• **Zitierter Text**:
* * * * * * *

Bei mir läuft w2k und das Ergebnis war in Ordnung, muss nur noch geparst werden.


----------



## KSG9|sebastian (28. Jul 2005)

net name is auch nichts, da viele den Nachrichtendienst deaktiviert haben und dann laufen net xxx befehle nicht

zudem bekommt man damit, wenn ich recht weis, nicht den angemeldeten benutzer. wenn der benutzer sich in einer domäne anmeldet geht es nicht..glaub ich  zumindest


----------



## celebrant (28. Jul 2005)

KSG9|plak hat gesagt.:
			
		

> net name is auch nichts, da viele den Nachrichtendienst deaktiviert haben und dann laufen net xxx befehle nicht
> 
> zudem bekommt man damit, wenn ich recht weis, nicht den angemeldeten benutzer. wenn der benutzer sich in einer domäne anmeldet geht es nicht..glaub ich  zumindest



der mann weiß wovon er spricht.

wollt mich zwar mit händen und füßen davor wehren etwas in vb zu schreiben, werde mich jetzt aber doch mal umsehen ob ich da was finde.


----------



## The_S (28. Jul 2005)

Also zu 2. den Befehl kannst du so abändern, dass du nur die Usernamen bekommst, aber das 1. mal starten von wmic dauert scho ne Zeit lang. Aber ansonsten ... tja ... hm ... wirst wohl net um VB oder sowas rumkommen. Ich weiß, es ätzt, aber was muss, dat muss (ich muss betrieblich selbst seit neuestem VB lernen *kotz*)


----------



## Celebrant (1. Aug 2005)

habe jetzt was interessantes gefunden:

public static System.Security.Principal.WindowsIdentity GetCurrent()

* * * * * * *

• **Gestellte Aufgabe 1**: Weshalb funktionieren laut dem Forenausschnitt zur Ermittlung des angemeldeten Benutzers die net-Befehle bei vielen nicht?
• **Gestellte Aufgabe 2**: Zähle alle Namen auf, die im Forenausschnitt zur Ermittlung des angemeldeten Benutzers in den Kopfzeilen der Beiträge stehen, jeweils in der dort verwendeten Schreibweise.
• **Gestellte Aufgabe 3**: Führe den Forenausschnitt zur Ermittlung des angemeldeten Benutzers im Anschluss an seine letzte Zeile weiter.

* * * * * * *

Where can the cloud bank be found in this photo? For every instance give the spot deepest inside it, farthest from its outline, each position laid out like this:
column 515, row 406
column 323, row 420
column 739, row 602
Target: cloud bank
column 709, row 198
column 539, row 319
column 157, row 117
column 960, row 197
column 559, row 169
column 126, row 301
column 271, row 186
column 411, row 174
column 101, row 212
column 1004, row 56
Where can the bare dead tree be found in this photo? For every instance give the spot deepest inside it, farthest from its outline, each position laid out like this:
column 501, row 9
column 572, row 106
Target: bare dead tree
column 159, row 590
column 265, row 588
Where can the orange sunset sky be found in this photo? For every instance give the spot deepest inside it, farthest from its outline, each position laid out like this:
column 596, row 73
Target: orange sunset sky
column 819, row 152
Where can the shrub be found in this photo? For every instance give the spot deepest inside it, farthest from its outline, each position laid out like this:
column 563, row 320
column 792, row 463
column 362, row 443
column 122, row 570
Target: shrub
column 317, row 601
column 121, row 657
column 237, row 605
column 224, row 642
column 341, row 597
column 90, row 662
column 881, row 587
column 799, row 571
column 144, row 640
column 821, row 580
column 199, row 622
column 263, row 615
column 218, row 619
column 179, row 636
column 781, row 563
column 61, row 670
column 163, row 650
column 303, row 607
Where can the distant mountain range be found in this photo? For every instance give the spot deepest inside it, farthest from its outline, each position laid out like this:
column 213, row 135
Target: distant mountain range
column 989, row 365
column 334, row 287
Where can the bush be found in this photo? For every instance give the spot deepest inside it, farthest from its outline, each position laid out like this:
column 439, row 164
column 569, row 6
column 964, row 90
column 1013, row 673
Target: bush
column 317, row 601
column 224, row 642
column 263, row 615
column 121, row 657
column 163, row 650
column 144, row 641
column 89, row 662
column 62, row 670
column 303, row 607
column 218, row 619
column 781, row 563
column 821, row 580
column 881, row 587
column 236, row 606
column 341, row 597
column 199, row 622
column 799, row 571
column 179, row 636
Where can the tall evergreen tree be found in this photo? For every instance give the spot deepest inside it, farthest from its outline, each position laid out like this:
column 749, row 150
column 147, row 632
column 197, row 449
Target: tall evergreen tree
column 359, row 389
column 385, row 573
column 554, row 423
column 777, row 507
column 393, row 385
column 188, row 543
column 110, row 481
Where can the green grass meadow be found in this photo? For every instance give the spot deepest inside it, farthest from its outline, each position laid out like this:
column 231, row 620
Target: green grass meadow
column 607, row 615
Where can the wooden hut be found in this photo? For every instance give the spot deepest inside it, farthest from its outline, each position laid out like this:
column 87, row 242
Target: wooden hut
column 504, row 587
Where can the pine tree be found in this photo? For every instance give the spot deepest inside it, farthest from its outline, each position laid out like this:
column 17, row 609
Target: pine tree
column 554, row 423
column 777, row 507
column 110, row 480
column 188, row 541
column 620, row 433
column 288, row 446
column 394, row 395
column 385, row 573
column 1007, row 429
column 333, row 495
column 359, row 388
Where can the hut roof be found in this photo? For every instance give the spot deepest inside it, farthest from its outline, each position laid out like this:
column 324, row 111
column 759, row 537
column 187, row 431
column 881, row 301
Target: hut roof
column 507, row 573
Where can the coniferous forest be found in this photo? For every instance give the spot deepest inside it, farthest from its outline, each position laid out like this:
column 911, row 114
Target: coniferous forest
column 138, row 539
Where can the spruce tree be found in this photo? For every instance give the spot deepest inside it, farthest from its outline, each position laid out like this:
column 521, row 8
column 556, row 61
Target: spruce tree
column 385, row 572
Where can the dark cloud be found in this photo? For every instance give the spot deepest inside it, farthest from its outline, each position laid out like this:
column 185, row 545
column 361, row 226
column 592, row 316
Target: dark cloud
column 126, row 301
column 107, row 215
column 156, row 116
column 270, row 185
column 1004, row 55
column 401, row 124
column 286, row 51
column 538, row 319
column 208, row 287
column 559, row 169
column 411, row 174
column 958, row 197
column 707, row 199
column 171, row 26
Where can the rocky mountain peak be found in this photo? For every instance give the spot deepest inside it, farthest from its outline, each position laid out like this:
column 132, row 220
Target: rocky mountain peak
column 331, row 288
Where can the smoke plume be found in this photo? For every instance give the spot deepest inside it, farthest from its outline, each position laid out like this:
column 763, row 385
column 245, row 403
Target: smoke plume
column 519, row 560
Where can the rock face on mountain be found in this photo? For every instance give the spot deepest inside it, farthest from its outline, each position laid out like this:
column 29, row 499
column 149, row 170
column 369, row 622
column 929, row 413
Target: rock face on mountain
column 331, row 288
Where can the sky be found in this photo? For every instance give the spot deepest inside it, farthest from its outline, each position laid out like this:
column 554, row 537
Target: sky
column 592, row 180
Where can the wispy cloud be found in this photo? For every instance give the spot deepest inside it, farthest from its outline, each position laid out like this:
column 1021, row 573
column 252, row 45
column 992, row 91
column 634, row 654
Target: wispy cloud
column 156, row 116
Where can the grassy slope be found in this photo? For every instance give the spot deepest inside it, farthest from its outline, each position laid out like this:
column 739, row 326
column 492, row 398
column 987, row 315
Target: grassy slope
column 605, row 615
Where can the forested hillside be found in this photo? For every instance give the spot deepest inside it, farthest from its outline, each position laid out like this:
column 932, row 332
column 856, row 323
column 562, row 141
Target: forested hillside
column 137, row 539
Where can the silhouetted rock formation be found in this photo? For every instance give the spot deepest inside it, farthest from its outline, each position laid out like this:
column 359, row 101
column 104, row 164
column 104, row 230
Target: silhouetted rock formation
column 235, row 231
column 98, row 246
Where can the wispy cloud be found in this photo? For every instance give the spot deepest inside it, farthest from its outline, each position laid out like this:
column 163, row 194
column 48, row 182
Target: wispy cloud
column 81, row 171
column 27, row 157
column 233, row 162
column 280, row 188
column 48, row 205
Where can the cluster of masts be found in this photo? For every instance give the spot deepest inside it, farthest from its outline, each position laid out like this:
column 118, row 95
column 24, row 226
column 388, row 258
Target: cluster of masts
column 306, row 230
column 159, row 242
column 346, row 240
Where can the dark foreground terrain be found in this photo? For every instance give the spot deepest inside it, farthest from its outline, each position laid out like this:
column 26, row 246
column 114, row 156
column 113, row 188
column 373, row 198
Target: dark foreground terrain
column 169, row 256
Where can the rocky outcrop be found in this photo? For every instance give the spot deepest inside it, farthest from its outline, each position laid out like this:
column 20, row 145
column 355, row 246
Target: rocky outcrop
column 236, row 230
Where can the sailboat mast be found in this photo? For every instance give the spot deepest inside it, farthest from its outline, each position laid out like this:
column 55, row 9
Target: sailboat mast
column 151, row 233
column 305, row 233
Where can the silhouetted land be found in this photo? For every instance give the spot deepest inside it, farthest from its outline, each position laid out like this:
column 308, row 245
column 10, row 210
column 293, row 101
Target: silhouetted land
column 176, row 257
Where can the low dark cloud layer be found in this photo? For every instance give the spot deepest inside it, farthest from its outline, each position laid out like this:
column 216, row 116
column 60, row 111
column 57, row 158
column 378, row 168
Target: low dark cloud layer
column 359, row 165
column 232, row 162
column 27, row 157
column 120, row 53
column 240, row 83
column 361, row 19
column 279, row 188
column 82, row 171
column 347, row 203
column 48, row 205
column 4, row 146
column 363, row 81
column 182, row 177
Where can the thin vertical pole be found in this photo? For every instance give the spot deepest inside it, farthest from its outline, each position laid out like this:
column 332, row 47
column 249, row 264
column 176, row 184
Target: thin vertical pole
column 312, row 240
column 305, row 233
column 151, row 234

* * * * * * *

• **Schriftliche Antwort 1**: Weil viele den Nachrichtendienst deaktiviert haben.

• **Schriftliche Antwort 2**: KSG9|sebastian, celebrant, The_S, Celebrant

• **Schriftliche Antwort 3**:
diese methode macht genau das, was ich will (nur leider ist sie in VB).

meine fragen jetzt: 
 - wie rufe ich das vb-programm auf?
 - wie bekomme ich den rückgabewert in meine java-applikation?


----------



## Bleiglanz (1. Aug 2005)

Anonymous hat gesagt.:
			
		

> meine fragen jetzt:
> - wie rufe ich das vb-programm auf?
> - wie bekomme ich den rückgabewert in meine java-applikation?


du übersetzt sie mit dem vb compiler und machst eine exe draus
aufruf genau wie oben

dann hoffen, dass der client die .NET Runtime installiert hat


----------



## celebrant (1. Aug 2005)

hab noch eine letzte idee, bevor ich es wirklich mit vb mache.

das ganze funktioniert auch mit der Klasse:
com.sun.security.auth.module.NTSystem

innerhalb der klasse jedoch steht
System.loadLibrary("jaas_nt");

bin mir nun nicht sicher ob dies auf die environment variablen zugreift oder nicht.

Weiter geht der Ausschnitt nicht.